Janet McTeer, OBE (born May 8, 1961) is an award-winning British actress.

Born in Newcastle upon Tyne, England, McTeer attended the Royal Academy of Dramatic Arts and began her successful theatrical career with the Royal Exchange Theatre after graduating.

Her television work includes the BBC production of Nigel Nicolson's book Portrait of a Marriage in which she played Vita Sackville-West and the popular ITV series The Governor written by Lynda La Plante. She made her screen debut in Half Moon Street, a 1986 film based on a novel by Paul Theroux, and appeared in the 1992 film version of Wuthering Heights (co-starring Juliette Binoche and Ralph Fiennes) and the 1992 film Carrington (which starred Emma Thompson and Jonathan Pryce).

In 1996, McTeer garnered critical acclaim - and both the Laurence Olivier Theatre Award and Critics' Circle Theatre Award for her performance as Nora in a West End production of Henrik Ibsen's A Doll's House. The following year, the production transferred to Broadway, and she was honored with a Tony Award, Theatre World Award, and Drama Desk Award as Best Actress in a Play.

During the show's run, McTeer was interviewed by Charlie Rose on his PBS talk show, where she was seen by American filmmaker Gavin O'Connor, who, at the time, was working on a screenplay about a single mother's cross-country wanderings with her pre-teen daughter. Enamoured with the actress, he was determined that she star in the film. When prospective backers balked at her relative anonymity in the States, he produced the movie himself. Tumbleweeds proved to be a 1999 Sundance Film Festival favourite, and McTeer's performance won her a Golden Globe as Best Actress and Academy Award and Screen Actors Guild nominations in the same category.

EXERCISE PROMPT: Reproduce the part of the Janet McTeer text that opens with the words containing "Her television work" and closes with "and Jonathan Pryce).".

Records from a dataset:

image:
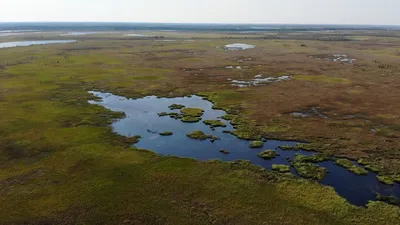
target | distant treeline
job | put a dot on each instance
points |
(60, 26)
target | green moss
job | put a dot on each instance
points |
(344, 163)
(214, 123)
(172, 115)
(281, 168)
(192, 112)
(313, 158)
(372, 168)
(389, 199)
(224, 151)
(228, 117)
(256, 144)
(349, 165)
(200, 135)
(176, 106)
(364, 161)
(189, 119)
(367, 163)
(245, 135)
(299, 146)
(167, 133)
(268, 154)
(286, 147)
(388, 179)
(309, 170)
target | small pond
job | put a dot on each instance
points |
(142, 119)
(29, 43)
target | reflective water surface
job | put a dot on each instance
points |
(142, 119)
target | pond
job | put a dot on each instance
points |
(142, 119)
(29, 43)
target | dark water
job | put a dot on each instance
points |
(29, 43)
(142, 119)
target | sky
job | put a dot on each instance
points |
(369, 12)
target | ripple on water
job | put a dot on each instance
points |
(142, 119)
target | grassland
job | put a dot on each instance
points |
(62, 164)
* * *
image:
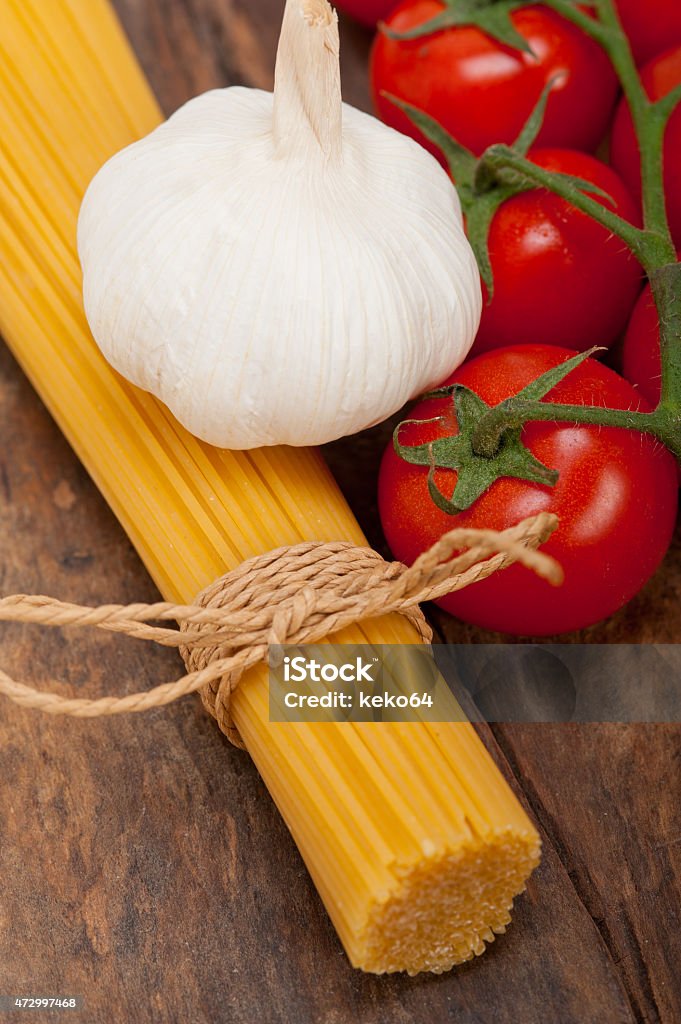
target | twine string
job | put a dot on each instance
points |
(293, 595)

THE RESULT:
Her television work includes the BBC production of Nigel Nicolson's book Portrait of a Marriage in which she played Vita Sackville-West and the popular ITV series The Governor written by Lynda La Plante. She made her screen debut in Half Moon Street, a 1986 film based on a novel by Paul Theroux, and appeared in the 1992 film version of Wuthering Heights (co-starring Juliette Binoche and Ralph Fiennes) and the 1992 film Carrington (which starred Emma Thompson and Jonathan Pryce).